- [Exercise aim]: Render every line of the listing below as a Markdown table with two columns, Row and Line. Number each line in order and skip any blank lines.

- [Records shown]:
____

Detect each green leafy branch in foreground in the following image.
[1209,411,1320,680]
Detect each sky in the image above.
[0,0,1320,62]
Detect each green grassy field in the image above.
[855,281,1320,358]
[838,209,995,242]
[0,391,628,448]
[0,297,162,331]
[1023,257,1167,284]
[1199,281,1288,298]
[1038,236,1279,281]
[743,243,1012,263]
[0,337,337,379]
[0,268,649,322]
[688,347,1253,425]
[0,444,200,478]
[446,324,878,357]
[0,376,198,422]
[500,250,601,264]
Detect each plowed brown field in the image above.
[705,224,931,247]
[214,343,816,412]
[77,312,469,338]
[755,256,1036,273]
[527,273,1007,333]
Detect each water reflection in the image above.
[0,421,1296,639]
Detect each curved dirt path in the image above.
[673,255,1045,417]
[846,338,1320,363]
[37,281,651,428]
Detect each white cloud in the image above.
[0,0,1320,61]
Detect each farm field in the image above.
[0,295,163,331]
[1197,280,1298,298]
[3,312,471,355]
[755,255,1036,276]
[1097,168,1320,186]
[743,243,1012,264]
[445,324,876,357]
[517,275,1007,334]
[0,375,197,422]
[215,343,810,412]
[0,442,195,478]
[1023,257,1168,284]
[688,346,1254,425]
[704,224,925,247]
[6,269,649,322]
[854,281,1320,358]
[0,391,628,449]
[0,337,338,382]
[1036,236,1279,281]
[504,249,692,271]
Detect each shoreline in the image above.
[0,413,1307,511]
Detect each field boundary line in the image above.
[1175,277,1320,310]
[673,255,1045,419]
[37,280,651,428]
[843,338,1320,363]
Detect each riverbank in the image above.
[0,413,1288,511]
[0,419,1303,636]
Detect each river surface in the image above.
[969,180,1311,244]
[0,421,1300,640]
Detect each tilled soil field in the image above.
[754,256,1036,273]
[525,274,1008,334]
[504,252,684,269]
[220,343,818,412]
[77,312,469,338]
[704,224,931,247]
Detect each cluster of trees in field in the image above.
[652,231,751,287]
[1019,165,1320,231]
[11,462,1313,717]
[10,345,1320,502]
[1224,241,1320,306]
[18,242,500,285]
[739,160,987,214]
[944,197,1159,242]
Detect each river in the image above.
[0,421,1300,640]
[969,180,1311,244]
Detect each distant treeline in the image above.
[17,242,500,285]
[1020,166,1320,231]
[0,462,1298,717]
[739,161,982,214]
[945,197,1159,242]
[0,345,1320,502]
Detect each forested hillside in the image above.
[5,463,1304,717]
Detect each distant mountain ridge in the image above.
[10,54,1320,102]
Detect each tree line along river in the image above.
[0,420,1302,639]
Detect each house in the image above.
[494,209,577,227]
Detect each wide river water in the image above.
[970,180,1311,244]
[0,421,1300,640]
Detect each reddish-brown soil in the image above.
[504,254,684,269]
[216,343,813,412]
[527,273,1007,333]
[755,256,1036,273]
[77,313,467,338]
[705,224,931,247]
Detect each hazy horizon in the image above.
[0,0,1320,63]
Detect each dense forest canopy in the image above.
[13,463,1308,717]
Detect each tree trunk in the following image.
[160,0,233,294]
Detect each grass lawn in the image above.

____

- [Task response]:
| Row | Line |
|---|---|
| 1 | Detect each green leafy branch in foreground in the following image. |
| 2 | [1209,411,1320,680] |
| 3 | Detect each sky in the image above. |
| 4 | [0,0,1320,62] |
| 5 | Detect each green grassy field in the image above. |
| 6 | [855,281,1320,358] |
| 7 | [838,209,995,242] |
| 8 | [0,391,628,448] |
| 9 | [0,297,162,331] |
| 10 | [1023,257,1167,284] |
| 11 | [1199,281,1288,298] |
| 12 | [1038,236,1279,281] |
| 13 | [743,243,1012,263] |
| 14 | [0,337,337,379] |
| 15 | [0,268,649,322] |
| 16 | [688,347,1253,425] |
| 17 | [0,444,200,478] |
| 18 | [446,324,878,357] |
| 19 | [0,376,198,422] |
| 20 | [500,250,601,264] |
| 21 | Detect each plowed brown field in the image above. |
| 22 | [705,224,931,247] |
| 23 | [214,343,816,412] |
| 24 | [77,312,469,338] |
| 25 | [755,256,1036,273] |
| 26 | [527,273,1007,333] |
| 27 | Detect each water reflection in the image above. |
| 28 | [0,421,1296,639] |
| 29 | Detect each curved dirt path in the image above. |
| 30 | [673,255,1045,417] |
| 31 | [846,338,1320,363] |
| 32 | [37,281,651,428] |
| 33 | Detect each white cloud in the image above. |
| 34 | [0,0,1320,61] |
| 35 | Detect each farm field in the image above. |
| 36 | [0,295,163,331] |
| 37 | [1197,280,1298,298] |
| 38 | [3,312,471,355] |
| 39 | [755,255,1036,276] |
| 40 | [1097,168,1320,186] |
| 41 | [743,243,1012,264] |
| 42 | [445,324,876,357] |
| 43 | [517,275,1007,334] |
| 44 | [0,375,197,422] |
| 45 | [215,343,810,412] |
| 46 | [0,442,195,478] |
| 47 | [1023,257,1168,284] |
| 48 | [688,346,1254,425] |
| 49 | [704,224,925,247] |
| 50 | [6,269,649,322] |
| 51 | [854,281,1320,358] |
| 52 | [0,391,628,449] |
| 53 | [0,337,338,382] |
| 54 | [1036,236,1279,281] |
| 55 | [504,249,692,271] |
| 56 | Detect each shoreline in the image above. |
| 57 | [0,413,1307,511] |
| 58 | Detect each field boundary line in the image above. |
| 59 | [1175,277,1320,310] |
| 60 | [673,255,1045,419] |
| 61 | [37,280,651,428] |
| 62 | [843,338,1320,363] |
| 63 | Detect each riverbank in the image above. |
| 64 | [0,413,1288,511] |
| 65 | [0,419,1303,636] |
| 66 | Detect each river surface in the image above. |
| 67 | [969,180,1311,244] |
| 68 | [0,421,1300,640] |
| 69 | Detect each tilled soil field in the image above. |
| 70 | [754,256,1036,273] |
| 71 | [525,274,1008,334] |
| 72 | [504,252,684,269] |
| 73 | [220,343,818,412] |
| 74 | [77,312,469,338] |
| 75 | [704,224,931,247] |
| 76 | Detect each cluster of trees in field in the image above. |
| 77 | [652,231,751,287] |
| 78 | [1019,165,1320,231] |
| 79 | [11,462,1313,717] |
| 80 | [10,345,1320,502] |
| 81 | [1224,241,1320,306] |
| 82 | [18,242,500,285] |
| 83 | [739,160,987,214] |
| 84 | [944,197,1159,242] |
| 85 | Detect each river in the image above. |
| 86 | [0,421,1300,640] |
| 87 | [969,180,1311,244] |
| 88 | Detect each distant treeline in the image above. |
| 89 | [17,242,500,285] |
| 90 | [1020,166,1320,231] |
| 91 | [0,462,1298,717] |
| 92 | [739,161,982,214] |
| 93 | [945,197,1159,242] |
| 94 | [0,345,1320,502] |
| 95 | Detect each forested hillside in the image above. |
| 96 | [5,463,1304,717] |
| 97 | Detect each distant mountain ridge in the image above. |
| 98 | [10,54,1320,102] |
| 99 | Detect each tree line along river in the image above. |
| 100 | [0,420,1302,639] |
| 101 | Detect each house in the image above. |
| 102 | [494,209,577,227] |
| 103 | Detect each wide river water in the image above. |
| 104 | [970,180,1311,244] |
| 105 | [0,421,1300,640] |
| 106 | Detect each reddish-brown soil in the image above. |
| 107 | [504,254,684,269] |
| 108 | [216,343,813,412] |
| 109 | [527,273,1007,333] |
| 110 | [755,256,1036,273] |
| 111 | [77,313,467,338] |
| 112 | [705,224,931,247] |
| 113 | Detect each hazy horizon in the image above. |
| 114 | [0,0,1320,63] |
| 115 | Detect each dense forest canopy in the image above. |
| 116 | [13,463,1308,717] |
| 117 | Detect each tree trunk in the following image. |
| 118 | [160,0,233,294] |
| 119 | Detect each grass lawn in the image above. |